Your goal
Although the records contain pictures, only their text should be set down, exactly as written.

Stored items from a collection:
# # # # # # #
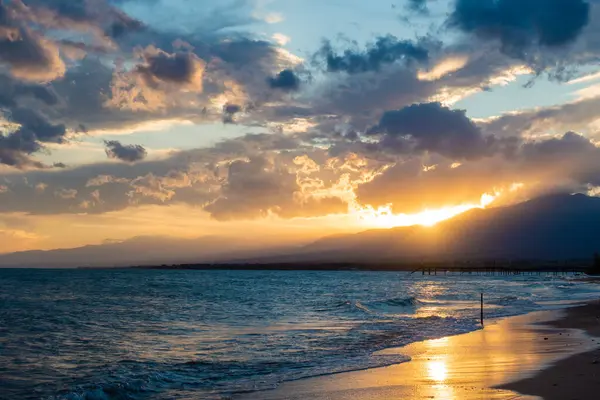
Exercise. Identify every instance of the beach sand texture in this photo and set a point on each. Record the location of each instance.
(548, 354)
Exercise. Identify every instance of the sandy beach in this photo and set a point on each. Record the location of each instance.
(549, 355)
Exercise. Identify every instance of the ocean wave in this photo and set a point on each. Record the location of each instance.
(514, 301)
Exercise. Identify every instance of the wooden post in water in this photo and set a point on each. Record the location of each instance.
(481, 308)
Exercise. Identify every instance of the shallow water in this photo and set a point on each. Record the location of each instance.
(150, 334)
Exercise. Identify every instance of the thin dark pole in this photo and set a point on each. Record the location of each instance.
(481, 308)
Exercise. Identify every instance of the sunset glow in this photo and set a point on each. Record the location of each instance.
(384, 217)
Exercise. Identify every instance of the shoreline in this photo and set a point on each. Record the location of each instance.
(509, 359)
(576, 377)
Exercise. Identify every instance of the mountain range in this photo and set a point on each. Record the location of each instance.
(556, 227)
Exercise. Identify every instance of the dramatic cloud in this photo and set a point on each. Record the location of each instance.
(29, 55)
(229, 111)
(257, 187)
(128, 153)
(417, 5)
(285, 80)
(433, 127)
(385, 50)
(521, 24)
(179, 68)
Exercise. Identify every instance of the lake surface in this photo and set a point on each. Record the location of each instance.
(152, 334)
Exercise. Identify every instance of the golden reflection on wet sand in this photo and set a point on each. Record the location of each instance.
(465, 367)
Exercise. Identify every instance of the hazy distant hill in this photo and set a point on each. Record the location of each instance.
(142, 251)
(556, 227)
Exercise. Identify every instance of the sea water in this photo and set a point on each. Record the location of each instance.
(155, 334)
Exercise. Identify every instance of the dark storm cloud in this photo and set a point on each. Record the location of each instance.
(285, 80)
(257, 187)
(418, 6)
(128, 153)
(385, 50)
(570, 162)
(434, 127)
(180, 67)
(521, 24)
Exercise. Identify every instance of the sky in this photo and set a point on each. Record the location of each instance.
(289, 118)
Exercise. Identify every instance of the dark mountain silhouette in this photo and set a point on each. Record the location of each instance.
(144, 250)
(556, 227)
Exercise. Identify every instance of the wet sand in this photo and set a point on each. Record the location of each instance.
(574, 378)
(476, 365)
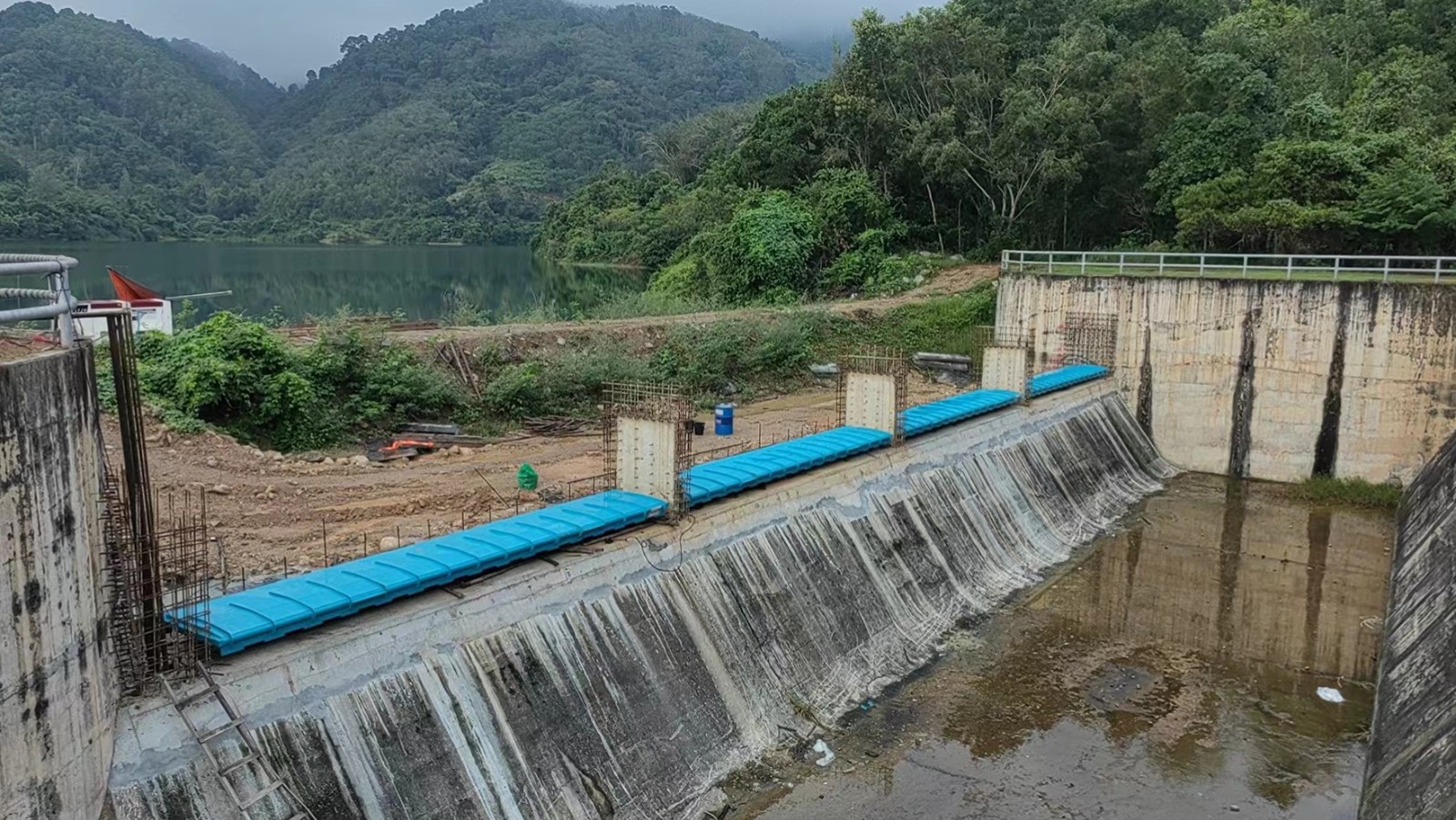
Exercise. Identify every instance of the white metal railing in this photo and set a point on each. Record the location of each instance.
# # # # # # #
Task answer
Exercise. Identify every instance of the beach sand texture in this photo and set a point on each. Record the location of each instance.
(548, 354)
Exercise. Identify every instance of the sandy beach in this photo and set a point on each. Record the location of each instance.
(549, 355)
Exercise. Identify every instance of the ocean wave in this photo and set a point on each. Record the location of each instance.
(514, 301)
Exercise. Identify every instance of the wooden post in water in this photo and set a point on each. Record the location of each instance.
(481, 308)
Exercise. Identify every instance of the shallow water in this photo and set a point on each. Record the location of each instance.
(150, 334)
Exercise. Identify every instance of the thin dark pole in this photo and set a point on each. Record the location of each instance.
(481, 308)
Exercise. Identify every instance of the sunset glow in this photo and set a point on each. Record the location of each instance.
(384, 217)
Exercise. Identify every instance of the shoreline in this photo and set a point on each. Record the location of each instance.
(509, 359)
(576, 377)
Exercise. Identify every instance of the mountain range in this photo and set a point on each. Record the location of each instance.
(556, 227)
Exercise. Identify every instance of the dramatic cloud in this photo and set a point on each. Record the location of each instance.
(29, 55)
(229, 111)
(257, 187)
(128, 153)
(417, 5)
(285, 80)
(433, 127)
(385, 50)
(521, 24)
(179, 68)
Exercise. Identify every instance of the lake surface in this photo and set a point on each. Record the location of each instance.
(152, 334)
Exercise. Identify every instance of the golden reflection on wet sand in this photo and set a point on each. Record the location of each instance.
(465, 367)
Exercise. Identify every instance of the hazy distant hill in this photo and set a point on each. Record the location of each instance.
(142, 251)
(556, 227)
Exercise. Identify every instance of the sea water in this photo and set a point on each. Record the location of each instance.
(155, 334)
Exercise. Identify every instance of the dark storm cloud in this photo and set a point on each. Record the location of each instance.
(285, 80)
(257, 187)
(418, 6)
(128, 153)
(385, 50)
(570, 162)
(434, 127)
(180, 67)
(521, 24)
Exercise. Identify every instance of the sky in this photo and set a point on each. Record the location of each instance.
(289, 118)
Exercise. Identify every instance of the dark mountain silhouette in this photo and set a point on each. Record the location of each instance.
(144, 250)
(556, 227)
Exercise. Identify every instance of the wet sand in this photo and set a point on each. Record the location of each instance.
(574, 378)
(476, 365)
Exercise. Identify every instance of the white metal railing in this photo and set a point on each. Record the location of each instance.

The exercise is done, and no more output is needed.